Référence : 2023 CAF 39

[TRADUCTION FRANÇAISE]

En présence de monsieur le juge Stratas

ENTRE :

DÉMOCRATIE EN SURVEILLANCE

requérante

et

LE PROCUREUR GÉNÉRAL DU CANADA

intimé

Requête jugée sur dossier sans comparution des parties.

Ordonnance rendue à Ottawa (Ontario), le 21 février 2023.

MOTIFS DE L’ORDONNANCE :

LE JUGE STRATAS

 


Date : 20230221


Dossier : A-169-21

Référence : 2023 CAF 39

En présence de monsieur le juge Stratas

ENTRE :

DÉMOCRATIE EN SURVEILLANCE

requérante

et

LE PROCUREUR GÉNÉRAL DU CANADA

intimé

MOTIFS DE L’ORDONNANCE

LE JUGE STRATAS

[1] Démocratie en surveillance demande par voie de requête la communication de documents de la part du Commissaire aux conflits d’intérêts et à l’éthique. Elle affirme que la communication est nécessaire pour qu’elle puisse défendre sa demande de contrôle judiciaire. Elle a demandé les documents en vertu de la règle 317 des Règles, et le Commissaire a refusé de les communiquer en vertu de la règle 318 des Règles.

A. Contexte

[2] Dans sa demande de contrôle judiciaire, Démocratie en surveillance demande l’annulation d’une décision rendue par le Commissaire aux conflits d’intérêts et à l’éthique. La décision concerne la conduite alléguée du premier ministre dans la prise de deux décisions concernant un organisme de bienfaisance appelé « Organisme UNIS ».

[3] À l’appui de sa demande, Démocratie en surveillance fait valoir trois motifs de contrôle : deux erreurs de droit alléguées concernant l’interprétation de la loi et une erreur de fait.

[4] Peu de temps après que Démocratie en surveillance a déposé sa demande, le Commissaire en a demandé la radiation. Il a plaidé, entre autres, l’irrecevabilité de certains motifs de contrôle devant notre Cour : Loi sur les conflits d’intérêts, L.C. 2006, ch. 9, art. 66. Tous les motifs avancés par Démocratie en surveillance sont visés par cette irrecevabilité.

[5] Notre Cour a refusé d’examiner la requête du Commissaire : Démocratie en surveillance c. Le Procureur général du Canada, 2022 CAF 208. Elle l’a plutôt déférée pour examen à la formation qui se penchera sur la demande principale. Elle l’a fait en raison d’une importante contradiction dans la jurisprudence de notre Cour :

  • L’arrêt Canada (Procureur général) c. Best Buy Canada Ltd., 2021 CAF 161, établissant que les restrictions partielles au contrôle judiciaire, comme l’irrecevabilité en l’espèce, portent atteinte à la primauté du droit et qu’il faudrait en faire abstraction, tout comme les tribunaux font abstraction des clauses privatives.
· · ·
- **CONSIGNE 1**:
Répondez aux questions suivantes à partir du passage :
(a) En quelle ville et à quelle date l'ordonnance a-t-elle été rendue ?
(b) En vertu de quelle règle le Commissaire a-t-il refusé de communiquer les documents ?
(c) Combien de motifs de contrôle Démocratie en surveillance fait-elle valoir, et lesquels ?
Le passage et les enregistrements n'ont aucun lien entre eux.
· · ·
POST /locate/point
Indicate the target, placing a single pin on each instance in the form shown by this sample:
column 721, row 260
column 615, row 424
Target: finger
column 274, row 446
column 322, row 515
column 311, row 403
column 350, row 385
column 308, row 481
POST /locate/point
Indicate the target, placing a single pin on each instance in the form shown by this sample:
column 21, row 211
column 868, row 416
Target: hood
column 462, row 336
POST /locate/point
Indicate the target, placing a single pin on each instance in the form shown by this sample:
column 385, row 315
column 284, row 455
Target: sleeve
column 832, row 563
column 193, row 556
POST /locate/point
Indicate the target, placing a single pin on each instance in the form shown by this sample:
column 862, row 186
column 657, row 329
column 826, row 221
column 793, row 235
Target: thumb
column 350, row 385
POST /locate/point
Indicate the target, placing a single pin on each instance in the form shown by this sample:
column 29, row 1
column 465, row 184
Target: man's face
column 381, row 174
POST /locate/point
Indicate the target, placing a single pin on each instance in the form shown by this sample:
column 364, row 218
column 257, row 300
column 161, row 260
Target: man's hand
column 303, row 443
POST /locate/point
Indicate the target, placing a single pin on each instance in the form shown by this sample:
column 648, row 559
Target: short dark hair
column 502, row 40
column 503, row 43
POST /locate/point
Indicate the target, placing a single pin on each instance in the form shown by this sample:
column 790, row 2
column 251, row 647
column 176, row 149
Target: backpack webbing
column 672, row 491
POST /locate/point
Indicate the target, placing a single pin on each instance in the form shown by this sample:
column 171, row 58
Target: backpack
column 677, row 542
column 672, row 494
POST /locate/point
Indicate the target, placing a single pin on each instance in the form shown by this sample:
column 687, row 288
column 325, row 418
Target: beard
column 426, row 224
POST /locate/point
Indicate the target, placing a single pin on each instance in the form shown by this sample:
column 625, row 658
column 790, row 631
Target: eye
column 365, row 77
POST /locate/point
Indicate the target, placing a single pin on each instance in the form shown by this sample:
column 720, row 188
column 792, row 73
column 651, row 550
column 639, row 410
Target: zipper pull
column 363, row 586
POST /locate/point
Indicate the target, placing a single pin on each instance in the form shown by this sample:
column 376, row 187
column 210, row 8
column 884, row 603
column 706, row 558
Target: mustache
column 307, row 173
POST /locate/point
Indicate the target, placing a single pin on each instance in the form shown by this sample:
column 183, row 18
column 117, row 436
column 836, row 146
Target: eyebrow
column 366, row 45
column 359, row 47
· · ·
- **CONSIGNE 2**: Sélectionnez chaque ligne des enregistrements où figure la chaîne « backpack », puis recopiez-la.

- **RÉSULTAT OBTENU 1**:
(a) À Ottawa (Ontario), le 21 février 2023.
(b) En vertu de la règle 318 des Règles.
(c) Trois motifs : deux erreurs de droit alléguées concernant l'interprétation de la loi et une erreur de fait.

- **RÉSULTAT OBTENU 2**:
Target: backpack webbing
Target: backpack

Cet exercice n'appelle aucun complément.